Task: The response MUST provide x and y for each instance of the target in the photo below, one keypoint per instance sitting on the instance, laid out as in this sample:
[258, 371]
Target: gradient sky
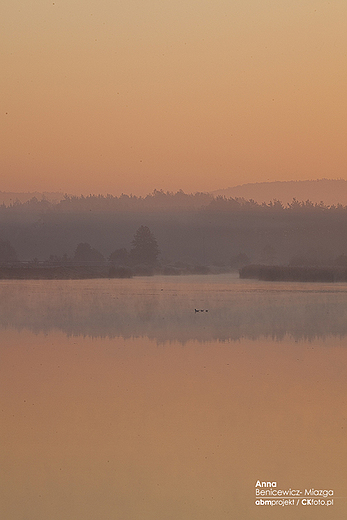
[112, 96]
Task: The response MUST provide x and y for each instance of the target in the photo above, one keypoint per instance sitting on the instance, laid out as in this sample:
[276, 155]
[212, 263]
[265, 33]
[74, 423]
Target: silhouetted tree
[145, 248]
[85, 253]
[119, 257]
[7, 252]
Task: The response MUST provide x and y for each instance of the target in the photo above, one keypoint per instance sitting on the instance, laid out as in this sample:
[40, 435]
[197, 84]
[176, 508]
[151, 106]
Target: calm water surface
[120, 402]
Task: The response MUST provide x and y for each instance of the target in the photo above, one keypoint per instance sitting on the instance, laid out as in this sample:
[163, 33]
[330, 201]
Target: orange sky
[112, 96]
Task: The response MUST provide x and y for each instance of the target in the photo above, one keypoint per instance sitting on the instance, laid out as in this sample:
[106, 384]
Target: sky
[128, 96]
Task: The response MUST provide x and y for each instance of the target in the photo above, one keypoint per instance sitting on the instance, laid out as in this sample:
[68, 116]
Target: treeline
[159, 200]
[191, 229]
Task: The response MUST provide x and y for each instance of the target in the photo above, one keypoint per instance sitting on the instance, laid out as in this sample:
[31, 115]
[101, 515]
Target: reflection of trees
[140, 308]
[85, 253]
[7, 252]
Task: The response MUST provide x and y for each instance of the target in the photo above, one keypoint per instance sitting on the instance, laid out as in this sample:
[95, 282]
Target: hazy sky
[130, 95]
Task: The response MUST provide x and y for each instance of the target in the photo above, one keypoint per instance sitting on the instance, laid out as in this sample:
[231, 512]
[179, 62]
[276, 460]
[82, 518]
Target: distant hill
[8, 198]
[326, 190]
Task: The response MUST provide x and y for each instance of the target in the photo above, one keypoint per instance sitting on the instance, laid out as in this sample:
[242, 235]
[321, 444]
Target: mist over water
[119, 401]
[167, 309]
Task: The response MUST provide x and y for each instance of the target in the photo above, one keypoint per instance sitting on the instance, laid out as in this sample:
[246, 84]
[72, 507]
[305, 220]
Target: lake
[169, 397]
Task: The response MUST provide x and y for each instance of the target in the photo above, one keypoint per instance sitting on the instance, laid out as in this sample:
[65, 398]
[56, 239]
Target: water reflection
[163, 308]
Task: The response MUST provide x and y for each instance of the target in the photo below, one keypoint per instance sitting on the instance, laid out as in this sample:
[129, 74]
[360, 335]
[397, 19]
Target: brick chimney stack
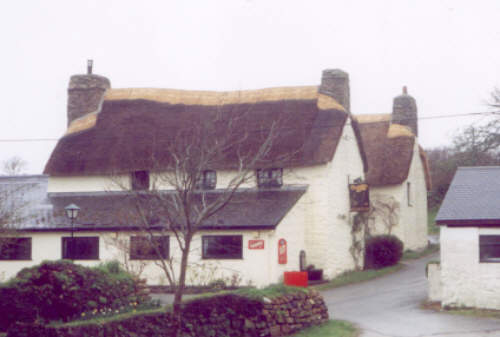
────
EXERCISE PROMPT: Pick out every line of the records that contains the string "water", and copy each one in full. Case counts.

SOLUTION TO THIS EXERCISE:
Target: calm water surface
Target: mist over water
Target: water reflection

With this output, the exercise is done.